Extracted text section start

The Rise and Potential of Large Language Model Based Agents: A Survey

Sep 14, 2023•Zhiheng Xi, Wenxiang Chen, Xin Guo +27•View PDF

TL;DR Highlight

An 86-page survey comprehensively covering AI Agent architecture using LLMs as the Brain, including applications and social simulation.

Who Should Read

Backend/AI developers designing or evaluating adoption of LLM-based agent systems. Suitable for those wanting the big picture from single agents to multi-agent collaborative architectures.

Core Mechanics

Defines LLM Agent structure clearly as 3 modules: Brain (reasoning/memory/knowledge), Perception (multimodal input), Action (text output/tool use/physical action)

Extracted text section end
Records shown section start

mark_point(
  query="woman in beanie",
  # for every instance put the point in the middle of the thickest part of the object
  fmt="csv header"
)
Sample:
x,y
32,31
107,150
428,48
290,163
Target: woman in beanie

Records shown section end

• Exercise directions: Please reproduce the survey summary word for word, starting at "The Rise and" and ending at "multi-agent collaborative architectures.". The records have no connection to the survey summary.

• Result:
The Rise and Potential of Large Language Model Based Agents: A Survey

Sep 14, 2023•Zhiheng Xi, Wenxiang Chen, Xin Guo +27•View PDF

TL;DR Highlight

An 86-page survey comprehensively covering AI Agent architecture using LLMs as the Brain, including applications and social simulation.

Who Should Read

Backend/AI developers designing or evaluating adoption of LLM-based agent systems. Suitable for those wanting the big picture from single agents to multi-agent collaborative architectures.